[Domande di studio]
(1) Secondo il testo sull'urgenza oculistica in Alta Valmarecchia, quanto ha speso la paziente per ciascun occhio nella struttura privata?
(2) Riporta per favore parola per parola il brano del testo sull'urgenza oculistica in Alta Valmarecchia che comincia con "Un’odissea burocratica che" e termina dopo "nei tempi corretti.".
(3) Prosegui il testo sull'urgenza oculistica in Alta Valmarecchia partendo dopo la sua ultima frase riportata.

[Testo estratto]
<<<<

Un’odissea burocratica che si trasforma in un rischio concreto per la salute, costringendo i cittadini a mettere mano al portafoglio per prestazioni che dovrebbero essere garantite dal servizio pubblico. È quanto denuncia oggi, lunedì 22 dicembre 2025, il Comitato “Giù le mani dall’Ospedale Sacra Famiglia”, che ha inviato una segnalazione formale alla Direzione Generale dell’AUSL Romagna e al Direttore del Distretto Rimini Nord. Al centro della protesta c’è l’ennesimo caso di malasanità burocratica in Alta Valmarecchia: un’urgenza oculistica non gestita nei tempi corretti.
Secondo quanto riportato in un comunicato diffuso dal Comitato presieduto da Livio Cursi, la vicenda riguarda una residente della vallata con una prescrizione urgente per rischio glaucoma. Di fronte alla necessità di un intervento tempestivo, il CUP non è stato in grado di proporre un appuntamento compatibile con la gravità clinica della situazione. La paziente, per non rischiare danni permanenti alla vista, si è vista costretta a rivolgersi a una struttura privata per sottoporsi a una iridotomia, sostenendo una spesa tra i 200 e i 300 euro per occhio. Una scelta obbligata che ha portato la cittadina ad avviare la procedura di rimborso, come previsto dalla normativa quando il pubblico non riesce a erogare la prestazione nei tempi di legge.

>>>>

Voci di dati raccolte
<<<<

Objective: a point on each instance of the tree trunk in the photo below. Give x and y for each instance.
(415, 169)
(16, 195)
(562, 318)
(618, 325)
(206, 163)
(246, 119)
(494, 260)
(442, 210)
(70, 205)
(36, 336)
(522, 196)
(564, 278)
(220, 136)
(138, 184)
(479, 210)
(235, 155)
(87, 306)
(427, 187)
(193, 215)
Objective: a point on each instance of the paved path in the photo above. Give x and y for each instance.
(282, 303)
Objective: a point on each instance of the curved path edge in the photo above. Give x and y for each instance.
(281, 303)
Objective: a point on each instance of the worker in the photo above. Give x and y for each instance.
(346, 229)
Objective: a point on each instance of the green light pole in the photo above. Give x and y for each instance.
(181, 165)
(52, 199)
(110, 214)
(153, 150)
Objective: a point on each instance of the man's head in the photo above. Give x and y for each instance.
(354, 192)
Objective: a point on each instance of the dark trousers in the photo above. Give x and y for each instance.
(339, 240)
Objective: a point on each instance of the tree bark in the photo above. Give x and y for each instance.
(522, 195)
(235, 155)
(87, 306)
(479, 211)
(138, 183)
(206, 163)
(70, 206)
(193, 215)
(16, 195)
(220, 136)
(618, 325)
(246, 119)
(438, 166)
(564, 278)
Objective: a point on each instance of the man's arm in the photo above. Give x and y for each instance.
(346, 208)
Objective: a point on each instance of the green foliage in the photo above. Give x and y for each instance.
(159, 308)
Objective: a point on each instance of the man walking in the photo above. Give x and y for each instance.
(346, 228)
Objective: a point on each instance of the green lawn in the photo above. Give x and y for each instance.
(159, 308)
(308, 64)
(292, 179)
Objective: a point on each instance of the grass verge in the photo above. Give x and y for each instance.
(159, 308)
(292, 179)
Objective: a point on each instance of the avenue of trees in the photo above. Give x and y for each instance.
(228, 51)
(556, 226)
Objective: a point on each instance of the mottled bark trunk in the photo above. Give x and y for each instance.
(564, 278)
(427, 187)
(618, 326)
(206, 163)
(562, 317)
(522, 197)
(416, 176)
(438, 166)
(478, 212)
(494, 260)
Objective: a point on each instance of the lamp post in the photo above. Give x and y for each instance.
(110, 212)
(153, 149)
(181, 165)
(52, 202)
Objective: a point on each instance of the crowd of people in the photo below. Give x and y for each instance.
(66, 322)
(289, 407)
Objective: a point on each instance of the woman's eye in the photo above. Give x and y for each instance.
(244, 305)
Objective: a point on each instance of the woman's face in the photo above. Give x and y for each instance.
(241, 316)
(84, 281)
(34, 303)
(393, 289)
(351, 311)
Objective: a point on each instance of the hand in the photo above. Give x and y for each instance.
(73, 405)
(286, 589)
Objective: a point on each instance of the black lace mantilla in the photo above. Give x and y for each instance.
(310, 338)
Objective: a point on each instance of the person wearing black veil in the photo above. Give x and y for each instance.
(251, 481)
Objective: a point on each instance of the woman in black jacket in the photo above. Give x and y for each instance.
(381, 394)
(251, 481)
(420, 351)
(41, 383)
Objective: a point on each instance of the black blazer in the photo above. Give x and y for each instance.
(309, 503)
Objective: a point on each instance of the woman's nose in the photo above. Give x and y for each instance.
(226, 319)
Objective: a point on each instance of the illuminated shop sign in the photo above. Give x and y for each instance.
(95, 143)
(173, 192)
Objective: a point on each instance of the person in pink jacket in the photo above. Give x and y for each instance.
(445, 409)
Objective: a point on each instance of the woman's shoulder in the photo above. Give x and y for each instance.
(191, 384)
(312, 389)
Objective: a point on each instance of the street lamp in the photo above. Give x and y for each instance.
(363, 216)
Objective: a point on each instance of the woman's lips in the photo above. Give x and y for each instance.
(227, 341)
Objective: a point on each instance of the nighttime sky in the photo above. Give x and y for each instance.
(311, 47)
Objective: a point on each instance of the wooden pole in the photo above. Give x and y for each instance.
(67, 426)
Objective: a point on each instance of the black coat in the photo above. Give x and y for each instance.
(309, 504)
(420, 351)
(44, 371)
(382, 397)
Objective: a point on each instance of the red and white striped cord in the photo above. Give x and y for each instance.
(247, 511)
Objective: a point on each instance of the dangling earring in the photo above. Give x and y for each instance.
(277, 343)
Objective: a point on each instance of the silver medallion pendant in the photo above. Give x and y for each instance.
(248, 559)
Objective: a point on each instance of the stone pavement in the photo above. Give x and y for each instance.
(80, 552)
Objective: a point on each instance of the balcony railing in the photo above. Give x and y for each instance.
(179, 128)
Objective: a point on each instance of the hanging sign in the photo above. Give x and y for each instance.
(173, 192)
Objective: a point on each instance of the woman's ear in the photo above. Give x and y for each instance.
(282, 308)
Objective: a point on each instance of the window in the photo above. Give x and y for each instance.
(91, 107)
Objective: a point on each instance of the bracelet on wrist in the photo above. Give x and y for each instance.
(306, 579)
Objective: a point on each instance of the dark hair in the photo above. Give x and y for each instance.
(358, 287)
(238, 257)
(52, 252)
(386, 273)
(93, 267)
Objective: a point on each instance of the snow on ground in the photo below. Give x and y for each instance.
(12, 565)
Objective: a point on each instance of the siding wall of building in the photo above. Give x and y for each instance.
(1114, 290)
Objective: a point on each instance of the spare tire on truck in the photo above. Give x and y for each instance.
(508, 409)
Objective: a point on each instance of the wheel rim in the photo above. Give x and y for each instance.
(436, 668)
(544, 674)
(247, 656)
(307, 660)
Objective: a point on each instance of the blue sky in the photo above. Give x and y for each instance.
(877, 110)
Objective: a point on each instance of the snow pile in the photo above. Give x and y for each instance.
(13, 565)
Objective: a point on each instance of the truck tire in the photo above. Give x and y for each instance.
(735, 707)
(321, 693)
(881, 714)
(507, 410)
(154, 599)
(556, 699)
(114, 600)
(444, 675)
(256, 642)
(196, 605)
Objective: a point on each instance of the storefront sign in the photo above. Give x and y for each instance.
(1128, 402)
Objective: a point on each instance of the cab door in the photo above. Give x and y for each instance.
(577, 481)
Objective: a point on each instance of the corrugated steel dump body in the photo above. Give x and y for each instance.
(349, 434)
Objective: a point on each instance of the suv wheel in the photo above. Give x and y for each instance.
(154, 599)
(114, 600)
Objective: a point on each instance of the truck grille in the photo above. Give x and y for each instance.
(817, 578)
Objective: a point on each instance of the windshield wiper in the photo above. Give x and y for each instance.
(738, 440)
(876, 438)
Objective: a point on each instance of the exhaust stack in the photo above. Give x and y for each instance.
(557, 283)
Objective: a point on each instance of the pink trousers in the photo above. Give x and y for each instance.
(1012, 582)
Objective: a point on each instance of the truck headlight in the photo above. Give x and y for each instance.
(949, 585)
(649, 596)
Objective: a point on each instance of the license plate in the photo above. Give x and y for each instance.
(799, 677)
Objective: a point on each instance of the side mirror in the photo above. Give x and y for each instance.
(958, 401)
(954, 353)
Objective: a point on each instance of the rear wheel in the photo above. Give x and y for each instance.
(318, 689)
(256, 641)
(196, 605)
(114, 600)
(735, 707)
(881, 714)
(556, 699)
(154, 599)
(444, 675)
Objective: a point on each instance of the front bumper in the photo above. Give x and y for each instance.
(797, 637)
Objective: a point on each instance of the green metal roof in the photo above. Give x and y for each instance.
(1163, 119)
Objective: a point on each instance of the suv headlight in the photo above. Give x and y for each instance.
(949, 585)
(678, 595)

>>>>

[Elenco risposte]
(1) Tra i 200 e i 300 euro per occhio.

(2)
Un’odissea burocratica che si trasforma in un rischio concreto per la salute, costringendo i cittadini a mettere mano al portafoglio per prestazioni che dovrebbero essere garantite dal servizio pubblico. È quanto denuncia oggi, lunedì 22 dicembre 2025, il Comitato “Giù le mani dall’Ospedale Sacra Famiglia”, che ha inviato una segnalazione formale alla Direzione Generale dell’AUSL Romagna e al Direttore del Distretto Rimini Nord. Al centro della protesta c’è l’ennesimo caso di malasanità burocratica in Alta Valmarecchia: un’urgenza oculistica non gestita nei tempi corretti.

(3)
“Quando un’urgenza certificata non trova risposta nel pubblico non solo il cittadino subisce un danno, ma l’Azienda sanitaria si trova a sostenere costi maggiori attraverso i rimborsi”, sottolineano dal Comitato, evidenziando quello che definiscono un cortocircuito gestionale. “È un paradosso: il sistema pubblico non riesce a garantire la prestazione, e allo stesso tempo finisce per finanziare indirettamente la sanità privata”. Per l’organismo di tutela locale, l’episodio non è isolato ma sintomo di una criticità strutturale: mancano protocolli d’urgenza realmente operativi e le procedure appaiono disomogenee tra i vari presidi romagnoli, creando disparità di trattamento.
La questione assume contorni ancora più gravi se calata nel contesto territoriale dell’Alta Valmarecchia. Le inefficienze sanitarie, unite alla distanza dai grandi centri, rischiano di accelerare lo spopolamento delle aree interne, minando la fiducia nelle istituzioni. “Non è accettabile che per un intervento urgente si debba ricorrere al privato o avviare una procedura di rimborso”, incalza il Comitato. La richiesta rivolta ai vertici dell’AUSL è chiara: uniformare le procedure tra Cesena, Riccione e gli altri distretti e attivare protocolli che impediscano la fuga verso il privato come unica soluzione. “Il diritto alla salute non può dipendere dal portafoglio del cittadino”, conclude la nota, ribadendo la necessità di un presidio pubblico funzionale e reattivo.